**PASSAGE GIVEN:**

----------------------------------------

Winner Canada's Dara Howell (R) celebrates with the Canadian flag as compatriot and third-placed Kim Lamarre looks on after the women's freestyle skiing slopestyle finals at the 2014 Sochi Winter Olympic Games in Rosa Khutor, Feb. 11, 2014.
Howell was ecstatic after her victory.

"That really hasn't hit me yet," she said.  "You know, that will go down in history!  I'm so proud to represent my country, and that's huge for Canada.  I'm happy to bring home another gold medal to Canada."

Norway, Germany Find Gold

Germany and Norway each won two gold medals Tuesday.

Vogt's teammate, Natalie Geisenberger, finished first in women's luge singles.

Two of Norway's Nordic skiers captured gold.  Ola Vigen Hattestad won the men's cross-country sprint, and Maiken Caspersen Fallas did likewise in the women's event.

Darya Domracheva of Belarus won the women's 10-kilometer biathlon pursuit, becoming the first female Belarusian to capture a Winter Olympic gold.

South Korea's Lee Sang-hwa finished first in women's 500-meter speedskating, setting two Olympic records in the process.

Norway, Canada and Germany are now tied for the most gold medals with four.  Norway leads Canada in the overall medal count, 11-9, followed by the Netherlands with eight.

----------------------------------------

Excerpts from a detection dataset:
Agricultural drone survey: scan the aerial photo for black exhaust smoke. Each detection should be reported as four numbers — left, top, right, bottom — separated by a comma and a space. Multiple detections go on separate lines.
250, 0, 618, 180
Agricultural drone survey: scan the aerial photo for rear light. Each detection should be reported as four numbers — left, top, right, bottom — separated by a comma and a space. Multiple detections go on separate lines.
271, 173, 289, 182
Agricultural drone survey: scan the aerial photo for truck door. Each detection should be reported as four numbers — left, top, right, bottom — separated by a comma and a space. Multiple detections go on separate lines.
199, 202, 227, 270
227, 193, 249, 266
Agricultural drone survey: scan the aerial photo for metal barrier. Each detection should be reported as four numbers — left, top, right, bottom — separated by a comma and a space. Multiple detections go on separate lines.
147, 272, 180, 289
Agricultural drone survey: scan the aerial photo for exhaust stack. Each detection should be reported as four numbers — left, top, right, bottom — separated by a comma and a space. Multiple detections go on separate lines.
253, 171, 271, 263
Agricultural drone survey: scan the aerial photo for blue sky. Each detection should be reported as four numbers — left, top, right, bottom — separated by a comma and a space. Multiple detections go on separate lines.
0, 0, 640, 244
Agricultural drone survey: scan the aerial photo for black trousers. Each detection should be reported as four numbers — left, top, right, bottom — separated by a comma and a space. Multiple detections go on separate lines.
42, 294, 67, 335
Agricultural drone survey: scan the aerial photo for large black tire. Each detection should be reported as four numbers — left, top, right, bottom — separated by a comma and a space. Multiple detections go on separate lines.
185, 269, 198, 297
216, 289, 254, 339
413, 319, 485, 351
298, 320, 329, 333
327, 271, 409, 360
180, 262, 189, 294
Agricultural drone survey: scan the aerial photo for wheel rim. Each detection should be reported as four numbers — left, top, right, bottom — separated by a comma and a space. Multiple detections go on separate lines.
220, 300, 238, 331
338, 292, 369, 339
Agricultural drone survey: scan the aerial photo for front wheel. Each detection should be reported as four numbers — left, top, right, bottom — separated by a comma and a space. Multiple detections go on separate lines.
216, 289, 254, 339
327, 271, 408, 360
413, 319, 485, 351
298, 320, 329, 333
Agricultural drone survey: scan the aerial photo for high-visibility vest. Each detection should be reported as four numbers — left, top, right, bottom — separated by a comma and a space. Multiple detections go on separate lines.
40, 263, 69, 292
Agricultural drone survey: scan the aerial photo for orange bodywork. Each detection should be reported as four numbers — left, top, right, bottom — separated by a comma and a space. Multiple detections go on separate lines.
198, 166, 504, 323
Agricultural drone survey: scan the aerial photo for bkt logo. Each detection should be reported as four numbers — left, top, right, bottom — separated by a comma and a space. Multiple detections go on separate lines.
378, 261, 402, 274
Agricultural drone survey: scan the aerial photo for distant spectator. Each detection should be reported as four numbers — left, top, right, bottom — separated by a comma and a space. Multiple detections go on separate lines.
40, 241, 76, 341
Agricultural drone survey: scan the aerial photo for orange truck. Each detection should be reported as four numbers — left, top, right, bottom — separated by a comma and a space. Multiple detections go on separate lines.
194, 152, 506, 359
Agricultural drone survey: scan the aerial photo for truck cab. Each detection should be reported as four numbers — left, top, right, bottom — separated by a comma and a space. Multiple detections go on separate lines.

----------------------------------------

**BRIEF:**
Copy out the Sochi Olympics report, everything from "Germany and Norway" down to "Winter Olympic gold.", and change "Nordic skiers" to "cross-country skiers".

**EXERCISE SOLUTION:**
Germany and Norway each won two gold medals Tuesday.

Vogt's teammate, Natalie Geisenberger, finished first in women's luge singles.

Two of Norway's cross-country skiers captured gold.  Ola Vigen Hattestad won the men's cross-country sprint, and Maiken Caspersen Fallas did likewise in the women's event.

Darya Domracheva of Belarus won the women's 10-kilometer biathlon pursuit, becoming the first female Belarusian to capture a Winter Olympic gold.